§ **EXCERPTED TEXT**:
## Start
The first day of in-person learning for seventh graders at Thompson Junior High was truly an event on Wednesday. There was a step-and-repeat, balloons and the school mascot, a timber wolf, hyping the students up for their very first day on a junior high campus.
Not that some of the students needed any help getting pumped up.
“I woke up way too early, and I haven’t been able to get back to sleep,” confessed Aryes Warren.
Her grandma Beverly Ellis said Aryes was up at 4 a.m., excited to see her friends and her new school. She bolted out of her grandma’s car, eager to receive her school schedule and get started.
Next week is spring break, and afterward on April 6 eighth graders in Panama-Buena Vista Union School District will arrive. That will mark the moment the second largest elementary district in Kern County is open to in-person instruction for all grades. Superintendent Katie Russell said it’s exciting to be one of the biggest districts to reopen.
But this week is dedicated to the seventh graders who haven’t stepped foot on their campuses. Russell said this week will have “much more of an orientation feel.”
“It gets them excited and gets them to know the campus,” Russell said.
Many students at Thompson Junior High were a little shy and unsure of where to go and what to do as they arrived. But staff, who knew many of them by name already, checked their temperatures and guided them to their first in-person classes.
Israel Fuentes said he wasn’t sure what to expect when he went inside the classroom. Would he be the only one there? He said he was a mixture of nervous and excited, but he was ready for something new after spending most of the year in distance learning.
“It’s been up and down,” he said.
Students weren’t alone in their classrooms but most of them didn’t have many peers present — at least right now. Principal Michael Brasier said that could change. So far, 48 percent of students had opted to return, but with the county announcing it was heading into the red tier starting Wednesday, some parents were having second thoughts, he said. He was starting a waiting list for more students.
The number of junior high students ready to return was about the same across the district, according to Jennifer Irvin, assistant superintendent of educational services. However, some campuses had return rates as high as 60 percent.
## End
Coordinate annotation entries:
## Start
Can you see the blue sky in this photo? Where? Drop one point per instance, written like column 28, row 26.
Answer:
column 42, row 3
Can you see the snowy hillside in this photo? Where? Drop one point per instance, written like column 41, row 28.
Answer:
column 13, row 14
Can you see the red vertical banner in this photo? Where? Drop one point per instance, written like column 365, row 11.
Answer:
## End
§ **DIRECTIVES**:
1. List every person named in the article about seventh graders returning to Thompson Junior High.
2. Go on with the article about seventh graders returning to Thompson Junior High from the point where it stops.
The items are separate material and have no connection to the article about the school reopening.

§ **REPLIES**:
1.
Aryes Warren
Beverly Ellis
Katie Russell
Israel Fuentes
Michael Brasier
Jennifer Irvin

2.
But on Wednesday the classes remained relatively small due in part to the A/B model, which has two groups of students coming in two days per week. So if half of a class opted for in-person learning, one quarter would be in the classroom and the other in-person section would be in remote learning along with the distance learning only half.
Teachers were doing their best to make the most of their time with their in-person students, while teaching their students at home, too. Science teacher Wendy Davidson had her students at home studying the concept of water’s surface tension — or the fact it seems to have a “skin” — through a video. Inside the classroom, students were focused as they conducted an experiment. Each student was carefully squeezing droplets of water onto pennies.
This wasn’t a first day of school activity. Russell said staff has learned from younger grades that students come in with all the rules and expectations they’ve learned from the first three-quarters of the year. Mostly, new kids on campus just need to learn where everything is.
“They are not at the first day of school, academically,” Russell said. “They’re coming in right where they left off.”
Every district has had a slightly different plan for dealing with the fact that older students change classes, which makes it tricky to limit the number of people affected by a quarantine in case there is a positive case. PBVUSD’s students do change classes, but they have given schools some leeway in the way they group their students together.
Brasier said that Thompson began making plans in the way it scheduled students at the beginning of the semester with an eye on a return. Students change classes, but they are grouped together in four stable “houses” to limit the number of contacts students have throughout the day.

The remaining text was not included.